Transcreva na íntegra, sem nenhuma alteração, o texto sobre os incêndios na Amazônia.

-------- Texto extraído

CORREIO BRAZILIENSE - Cláudia Dianni
© Maurício Torres/Fapesp O biólogo e cientista norte-americano Philip
Fearnside
De acordo com o
biólogo e cientista norte-americano Philip Fearnside, pesquisador do Instituto
Nacional de Pesquisas da Amazônia (INPA), é preciso se preocupar com os
impactos dos incêndios na Amazônia nas mudanças climáticas já que, quando
queimam, as florestas liberam gás carbônico e metano, o que contribui para o
aquecimento global e novos incêndios. De acordo com o cientista, as madeiras
queimadas tornam a floresta mais vulnerável a outros incêndios ainda mais
intensos. Os dois fenômenos contribuem para um ciclo vicioso, que colocar a floresta
em risco.

----------------
-------- Dados fornecidos

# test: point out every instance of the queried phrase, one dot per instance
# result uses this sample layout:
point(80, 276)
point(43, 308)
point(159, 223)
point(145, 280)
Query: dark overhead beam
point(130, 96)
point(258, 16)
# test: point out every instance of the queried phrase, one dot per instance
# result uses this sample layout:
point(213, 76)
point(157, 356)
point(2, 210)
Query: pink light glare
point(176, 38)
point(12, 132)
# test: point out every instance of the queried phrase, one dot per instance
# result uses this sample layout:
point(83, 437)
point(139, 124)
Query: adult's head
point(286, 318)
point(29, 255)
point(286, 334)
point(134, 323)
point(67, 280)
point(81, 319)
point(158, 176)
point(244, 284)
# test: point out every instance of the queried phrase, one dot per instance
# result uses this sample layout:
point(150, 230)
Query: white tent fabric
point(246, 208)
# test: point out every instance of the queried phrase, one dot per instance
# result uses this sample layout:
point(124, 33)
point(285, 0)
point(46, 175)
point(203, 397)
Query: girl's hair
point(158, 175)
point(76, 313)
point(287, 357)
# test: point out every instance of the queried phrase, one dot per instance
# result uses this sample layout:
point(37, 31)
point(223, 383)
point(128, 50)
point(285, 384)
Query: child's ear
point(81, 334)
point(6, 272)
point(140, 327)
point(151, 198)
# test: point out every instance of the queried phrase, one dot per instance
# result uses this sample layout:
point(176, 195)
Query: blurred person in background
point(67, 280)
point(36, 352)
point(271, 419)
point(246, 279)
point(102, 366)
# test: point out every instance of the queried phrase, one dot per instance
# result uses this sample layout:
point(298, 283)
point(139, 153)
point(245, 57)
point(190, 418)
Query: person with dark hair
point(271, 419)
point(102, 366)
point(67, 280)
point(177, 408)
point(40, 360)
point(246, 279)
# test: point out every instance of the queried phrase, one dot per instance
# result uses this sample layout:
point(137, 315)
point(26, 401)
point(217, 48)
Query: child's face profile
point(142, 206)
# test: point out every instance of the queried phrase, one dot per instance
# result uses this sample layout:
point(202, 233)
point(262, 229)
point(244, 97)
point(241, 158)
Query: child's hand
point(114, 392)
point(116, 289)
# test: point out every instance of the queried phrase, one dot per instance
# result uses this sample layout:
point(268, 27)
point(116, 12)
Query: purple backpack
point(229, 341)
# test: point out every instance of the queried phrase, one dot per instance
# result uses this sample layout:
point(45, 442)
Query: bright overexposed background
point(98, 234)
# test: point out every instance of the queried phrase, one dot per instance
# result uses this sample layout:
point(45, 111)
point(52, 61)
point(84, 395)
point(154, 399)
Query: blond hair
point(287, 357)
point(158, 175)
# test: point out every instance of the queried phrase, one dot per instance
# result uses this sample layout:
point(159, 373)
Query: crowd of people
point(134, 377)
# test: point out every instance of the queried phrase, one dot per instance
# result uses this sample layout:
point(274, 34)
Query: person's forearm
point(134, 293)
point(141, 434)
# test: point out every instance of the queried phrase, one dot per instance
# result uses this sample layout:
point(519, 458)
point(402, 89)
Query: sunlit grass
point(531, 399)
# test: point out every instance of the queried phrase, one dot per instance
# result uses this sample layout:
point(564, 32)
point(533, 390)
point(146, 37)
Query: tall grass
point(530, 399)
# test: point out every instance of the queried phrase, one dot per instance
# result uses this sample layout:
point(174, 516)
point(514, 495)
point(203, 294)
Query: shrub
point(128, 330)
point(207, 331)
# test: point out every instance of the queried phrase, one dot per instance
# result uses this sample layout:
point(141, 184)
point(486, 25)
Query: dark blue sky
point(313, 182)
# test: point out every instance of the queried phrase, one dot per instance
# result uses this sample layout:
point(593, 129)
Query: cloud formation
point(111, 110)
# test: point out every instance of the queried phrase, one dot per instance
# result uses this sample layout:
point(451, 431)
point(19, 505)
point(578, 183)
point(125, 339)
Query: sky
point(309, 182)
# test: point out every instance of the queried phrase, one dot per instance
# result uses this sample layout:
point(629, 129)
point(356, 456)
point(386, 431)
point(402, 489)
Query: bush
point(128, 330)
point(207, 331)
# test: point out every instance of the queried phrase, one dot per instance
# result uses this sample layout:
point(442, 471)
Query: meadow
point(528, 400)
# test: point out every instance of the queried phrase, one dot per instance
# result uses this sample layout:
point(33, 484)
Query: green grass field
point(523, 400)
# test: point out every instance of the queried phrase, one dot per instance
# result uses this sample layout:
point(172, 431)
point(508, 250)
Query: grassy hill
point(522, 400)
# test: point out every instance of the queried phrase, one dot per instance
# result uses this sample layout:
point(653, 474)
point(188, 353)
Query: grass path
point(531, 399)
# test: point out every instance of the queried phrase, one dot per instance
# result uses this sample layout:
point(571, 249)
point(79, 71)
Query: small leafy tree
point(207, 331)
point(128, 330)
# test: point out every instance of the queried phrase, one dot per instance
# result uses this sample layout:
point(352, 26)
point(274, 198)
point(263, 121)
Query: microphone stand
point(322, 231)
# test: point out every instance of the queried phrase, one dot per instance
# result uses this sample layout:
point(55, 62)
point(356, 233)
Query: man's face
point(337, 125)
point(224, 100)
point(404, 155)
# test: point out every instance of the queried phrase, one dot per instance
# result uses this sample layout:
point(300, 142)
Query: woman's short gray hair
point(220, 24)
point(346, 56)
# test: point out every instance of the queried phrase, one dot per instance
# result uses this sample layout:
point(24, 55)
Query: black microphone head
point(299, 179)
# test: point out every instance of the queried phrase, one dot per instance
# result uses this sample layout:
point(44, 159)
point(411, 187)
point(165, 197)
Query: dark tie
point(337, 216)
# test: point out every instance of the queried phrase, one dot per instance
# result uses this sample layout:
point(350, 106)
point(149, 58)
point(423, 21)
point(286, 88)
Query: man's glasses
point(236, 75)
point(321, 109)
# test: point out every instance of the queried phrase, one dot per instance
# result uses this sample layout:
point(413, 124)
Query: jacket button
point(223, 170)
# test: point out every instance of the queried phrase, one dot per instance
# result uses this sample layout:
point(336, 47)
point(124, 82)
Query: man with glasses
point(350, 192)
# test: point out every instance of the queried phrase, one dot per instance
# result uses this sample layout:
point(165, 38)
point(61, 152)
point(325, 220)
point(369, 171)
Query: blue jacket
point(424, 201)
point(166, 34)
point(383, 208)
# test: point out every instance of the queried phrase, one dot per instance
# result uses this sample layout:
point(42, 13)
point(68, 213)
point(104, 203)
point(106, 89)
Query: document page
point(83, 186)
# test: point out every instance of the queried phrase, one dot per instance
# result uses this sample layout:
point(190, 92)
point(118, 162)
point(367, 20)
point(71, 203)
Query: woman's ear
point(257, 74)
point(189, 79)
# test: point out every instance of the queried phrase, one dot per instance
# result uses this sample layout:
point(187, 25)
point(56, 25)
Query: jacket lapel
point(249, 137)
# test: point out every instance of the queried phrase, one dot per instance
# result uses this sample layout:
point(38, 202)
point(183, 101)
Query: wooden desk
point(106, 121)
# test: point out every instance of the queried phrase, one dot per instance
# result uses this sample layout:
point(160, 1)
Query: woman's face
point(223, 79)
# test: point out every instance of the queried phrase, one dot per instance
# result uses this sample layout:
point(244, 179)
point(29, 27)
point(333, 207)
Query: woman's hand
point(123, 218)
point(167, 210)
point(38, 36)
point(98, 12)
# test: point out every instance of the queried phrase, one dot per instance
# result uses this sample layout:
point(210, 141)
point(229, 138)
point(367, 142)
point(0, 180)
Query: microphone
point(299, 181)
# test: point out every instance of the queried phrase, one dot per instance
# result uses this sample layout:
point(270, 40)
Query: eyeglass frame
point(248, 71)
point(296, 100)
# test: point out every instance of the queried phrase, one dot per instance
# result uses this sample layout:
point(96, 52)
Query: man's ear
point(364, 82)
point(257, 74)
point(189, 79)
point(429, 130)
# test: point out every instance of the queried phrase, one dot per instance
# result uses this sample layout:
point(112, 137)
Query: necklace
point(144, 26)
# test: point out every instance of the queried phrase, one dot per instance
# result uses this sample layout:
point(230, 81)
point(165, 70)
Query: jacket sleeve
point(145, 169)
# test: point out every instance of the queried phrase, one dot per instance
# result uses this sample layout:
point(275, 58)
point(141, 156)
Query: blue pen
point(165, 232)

----------------
-------- Dados fornecidos

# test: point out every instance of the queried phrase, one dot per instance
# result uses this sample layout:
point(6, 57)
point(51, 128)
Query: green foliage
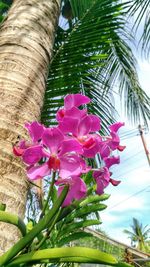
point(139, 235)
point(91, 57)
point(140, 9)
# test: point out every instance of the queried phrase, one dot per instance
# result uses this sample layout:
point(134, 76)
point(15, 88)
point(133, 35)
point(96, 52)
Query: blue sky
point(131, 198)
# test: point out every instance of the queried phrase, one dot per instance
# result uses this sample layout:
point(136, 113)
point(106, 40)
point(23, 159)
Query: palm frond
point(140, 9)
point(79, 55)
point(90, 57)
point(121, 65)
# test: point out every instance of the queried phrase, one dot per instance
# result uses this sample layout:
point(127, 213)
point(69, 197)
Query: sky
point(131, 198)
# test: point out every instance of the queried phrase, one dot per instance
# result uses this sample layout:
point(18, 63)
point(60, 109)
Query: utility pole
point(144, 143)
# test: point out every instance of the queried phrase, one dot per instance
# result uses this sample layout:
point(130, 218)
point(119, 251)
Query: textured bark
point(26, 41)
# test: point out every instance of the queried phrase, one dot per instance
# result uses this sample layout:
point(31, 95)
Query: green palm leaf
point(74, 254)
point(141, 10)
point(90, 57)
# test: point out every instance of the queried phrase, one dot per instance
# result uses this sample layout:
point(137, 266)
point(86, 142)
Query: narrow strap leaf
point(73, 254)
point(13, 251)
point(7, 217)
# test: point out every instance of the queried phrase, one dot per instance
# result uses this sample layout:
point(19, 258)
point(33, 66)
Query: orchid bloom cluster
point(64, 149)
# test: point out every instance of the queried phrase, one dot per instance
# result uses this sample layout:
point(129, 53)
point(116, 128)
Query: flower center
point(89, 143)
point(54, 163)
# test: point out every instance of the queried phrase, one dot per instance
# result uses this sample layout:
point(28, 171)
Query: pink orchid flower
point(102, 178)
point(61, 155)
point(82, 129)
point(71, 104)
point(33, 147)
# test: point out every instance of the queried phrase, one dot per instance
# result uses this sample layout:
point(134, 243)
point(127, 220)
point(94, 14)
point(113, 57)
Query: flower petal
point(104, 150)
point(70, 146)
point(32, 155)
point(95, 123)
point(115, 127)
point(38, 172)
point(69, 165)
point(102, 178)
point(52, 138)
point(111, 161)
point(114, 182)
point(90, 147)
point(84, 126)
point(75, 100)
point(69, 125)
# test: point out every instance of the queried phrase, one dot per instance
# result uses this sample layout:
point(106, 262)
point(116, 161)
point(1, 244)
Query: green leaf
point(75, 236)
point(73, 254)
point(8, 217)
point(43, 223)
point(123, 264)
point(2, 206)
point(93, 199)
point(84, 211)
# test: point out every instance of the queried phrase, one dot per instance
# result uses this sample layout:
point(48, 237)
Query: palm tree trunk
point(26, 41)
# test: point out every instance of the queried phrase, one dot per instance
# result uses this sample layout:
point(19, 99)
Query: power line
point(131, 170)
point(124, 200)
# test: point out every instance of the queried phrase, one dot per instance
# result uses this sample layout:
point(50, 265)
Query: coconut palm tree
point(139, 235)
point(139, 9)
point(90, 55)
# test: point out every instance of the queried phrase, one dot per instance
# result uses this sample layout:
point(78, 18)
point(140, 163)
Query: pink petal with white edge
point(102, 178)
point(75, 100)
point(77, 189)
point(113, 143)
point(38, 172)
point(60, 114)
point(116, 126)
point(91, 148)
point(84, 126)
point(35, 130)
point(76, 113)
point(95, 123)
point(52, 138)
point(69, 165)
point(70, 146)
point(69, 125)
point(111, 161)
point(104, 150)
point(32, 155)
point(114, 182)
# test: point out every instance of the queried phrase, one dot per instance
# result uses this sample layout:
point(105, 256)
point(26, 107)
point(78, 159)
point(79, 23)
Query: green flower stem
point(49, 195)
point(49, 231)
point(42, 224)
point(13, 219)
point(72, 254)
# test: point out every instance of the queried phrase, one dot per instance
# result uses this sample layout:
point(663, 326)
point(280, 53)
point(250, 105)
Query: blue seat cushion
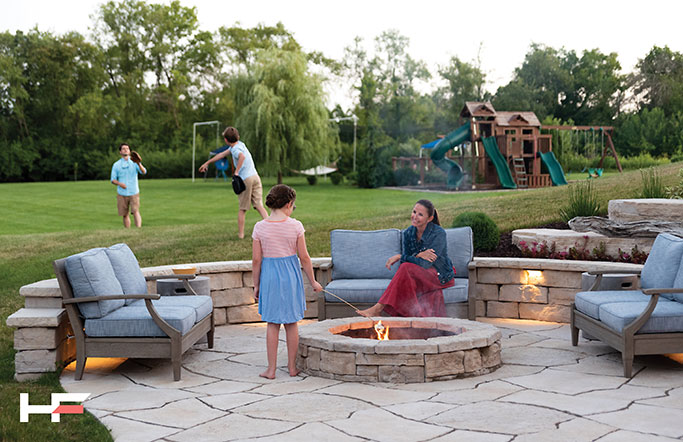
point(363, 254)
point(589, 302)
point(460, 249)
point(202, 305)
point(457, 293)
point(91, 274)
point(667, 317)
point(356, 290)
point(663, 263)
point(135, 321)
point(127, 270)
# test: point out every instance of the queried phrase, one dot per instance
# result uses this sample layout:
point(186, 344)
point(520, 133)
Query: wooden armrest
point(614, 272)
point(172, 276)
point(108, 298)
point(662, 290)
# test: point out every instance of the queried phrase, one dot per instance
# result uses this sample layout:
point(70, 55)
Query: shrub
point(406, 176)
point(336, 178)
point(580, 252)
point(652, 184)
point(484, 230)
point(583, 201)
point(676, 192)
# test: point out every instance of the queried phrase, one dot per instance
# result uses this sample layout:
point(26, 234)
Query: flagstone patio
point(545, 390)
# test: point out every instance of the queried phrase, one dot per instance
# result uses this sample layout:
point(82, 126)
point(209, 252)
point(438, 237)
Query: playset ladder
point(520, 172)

----------------
-------- Dados fornecidos

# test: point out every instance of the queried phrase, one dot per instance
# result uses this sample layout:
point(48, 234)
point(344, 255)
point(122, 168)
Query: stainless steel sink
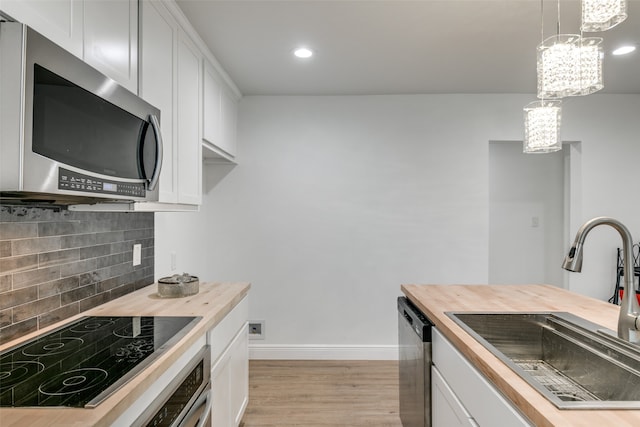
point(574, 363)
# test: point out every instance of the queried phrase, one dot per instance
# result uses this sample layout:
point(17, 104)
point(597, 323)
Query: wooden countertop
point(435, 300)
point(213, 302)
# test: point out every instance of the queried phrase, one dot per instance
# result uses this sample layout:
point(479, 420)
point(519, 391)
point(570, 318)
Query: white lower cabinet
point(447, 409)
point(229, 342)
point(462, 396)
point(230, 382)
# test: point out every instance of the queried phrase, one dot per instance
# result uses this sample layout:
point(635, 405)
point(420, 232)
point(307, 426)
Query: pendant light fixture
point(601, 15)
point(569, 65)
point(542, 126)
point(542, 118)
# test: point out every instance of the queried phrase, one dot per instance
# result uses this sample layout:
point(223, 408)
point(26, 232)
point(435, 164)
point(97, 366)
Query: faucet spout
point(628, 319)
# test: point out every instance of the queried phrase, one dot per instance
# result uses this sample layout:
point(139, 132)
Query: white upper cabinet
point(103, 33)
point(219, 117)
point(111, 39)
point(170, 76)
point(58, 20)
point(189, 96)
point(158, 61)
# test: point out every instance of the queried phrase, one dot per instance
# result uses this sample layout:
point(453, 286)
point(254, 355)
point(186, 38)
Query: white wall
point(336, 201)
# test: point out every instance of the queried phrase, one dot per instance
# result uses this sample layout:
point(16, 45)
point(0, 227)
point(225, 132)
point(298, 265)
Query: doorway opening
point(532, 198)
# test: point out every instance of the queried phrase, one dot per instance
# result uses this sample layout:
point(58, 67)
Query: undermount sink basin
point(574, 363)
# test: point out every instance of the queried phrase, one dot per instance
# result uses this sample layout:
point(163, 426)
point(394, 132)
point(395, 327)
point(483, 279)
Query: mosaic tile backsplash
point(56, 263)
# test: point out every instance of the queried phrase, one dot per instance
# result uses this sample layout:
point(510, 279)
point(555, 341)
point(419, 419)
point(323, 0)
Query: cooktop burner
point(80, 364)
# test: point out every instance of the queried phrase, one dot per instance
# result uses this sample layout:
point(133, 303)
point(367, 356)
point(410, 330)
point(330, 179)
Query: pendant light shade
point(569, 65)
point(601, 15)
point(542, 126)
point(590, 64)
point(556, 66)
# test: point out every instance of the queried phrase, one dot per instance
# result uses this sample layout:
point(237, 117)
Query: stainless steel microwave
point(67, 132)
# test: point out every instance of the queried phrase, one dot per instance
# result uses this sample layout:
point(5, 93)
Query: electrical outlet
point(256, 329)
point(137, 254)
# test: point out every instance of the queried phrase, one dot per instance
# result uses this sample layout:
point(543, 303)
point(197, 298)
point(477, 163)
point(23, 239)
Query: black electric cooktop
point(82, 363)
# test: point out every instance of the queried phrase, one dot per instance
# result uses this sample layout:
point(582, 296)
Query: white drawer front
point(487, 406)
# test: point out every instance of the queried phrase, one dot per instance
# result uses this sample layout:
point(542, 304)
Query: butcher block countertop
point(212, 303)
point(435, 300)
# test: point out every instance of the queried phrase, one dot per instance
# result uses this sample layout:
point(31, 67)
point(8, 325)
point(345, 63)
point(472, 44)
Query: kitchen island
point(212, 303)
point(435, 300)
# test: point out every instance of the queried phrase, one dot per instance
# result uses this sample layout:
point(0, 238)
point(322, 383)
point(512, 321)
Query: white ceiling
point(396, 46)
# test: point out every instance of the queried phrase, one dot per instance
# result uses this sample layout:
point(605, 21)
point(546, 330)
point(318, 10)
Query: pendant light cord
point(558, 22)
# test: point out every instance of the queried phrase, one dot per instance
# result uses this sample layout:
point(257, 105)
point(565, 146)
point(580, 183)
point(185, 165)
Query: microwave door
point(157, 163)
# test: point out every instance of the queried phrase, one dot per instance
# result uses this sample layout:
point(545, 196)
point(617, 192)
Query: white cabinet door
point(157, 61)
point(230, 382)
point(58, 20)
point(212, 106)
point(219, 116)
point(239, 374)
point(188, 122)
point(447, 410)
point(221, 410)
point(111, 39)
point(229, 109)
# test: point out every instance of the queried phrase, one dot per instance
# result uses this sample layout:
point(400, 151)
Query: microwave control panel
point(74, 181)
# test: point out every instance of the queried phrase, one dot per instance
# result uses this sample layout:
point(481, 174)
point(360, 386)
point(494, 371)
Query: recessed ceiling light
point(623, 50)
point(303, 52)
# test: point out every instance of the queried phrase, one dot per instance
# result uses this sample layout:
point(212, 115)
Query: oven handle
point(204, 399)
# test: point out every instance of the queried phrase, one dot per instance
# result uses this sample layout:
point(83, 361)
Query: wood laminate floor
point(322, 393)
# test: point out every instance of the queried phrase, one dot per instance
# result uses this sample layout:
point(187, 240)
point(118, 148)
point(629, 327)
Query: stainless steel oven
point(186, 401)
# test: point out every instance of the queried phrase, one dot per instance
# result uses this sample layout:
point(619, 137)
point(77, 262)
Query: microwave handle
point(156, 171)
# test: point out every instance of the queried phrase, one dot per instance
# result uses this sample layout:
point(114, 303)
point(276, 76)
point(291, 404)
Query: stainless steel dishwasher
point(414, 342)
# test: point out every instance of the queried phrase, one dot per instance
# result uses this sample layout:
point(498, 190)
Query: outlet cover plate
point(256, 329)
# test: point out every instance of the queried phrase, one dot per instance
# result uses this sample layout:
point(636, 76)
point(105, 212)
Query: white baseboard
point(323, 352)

----------------

◆ Resposta da tarefa:
CORREIO BRAZILIENSE - Cláudia Dianni
© Maurício Torres/Fapesp O biólogo e cientista norte-americano Philip
Fearnside
De acordo com o
biólogo e cientista norte-americano Philip Fearnside, pesquisador do Instituto
Nacional de Pesquisas da Amazônia (INPA), é preciso se preocupar com os
impactos dos incêndios na Amazônia nas mudanças climáticas já que, quando
queimam, as florestas liberam gás carbônico e metano, o que contribui para o
aquecimento global e novos incêndios. De acordo com o cientista, as madeiras
queimadas tornam a floresta mais vulnerável a outros incêndios ainda mais
intensos. Os dois fenômenos contribuem para um ciclo vicioso, que colocar a floresta
em risco.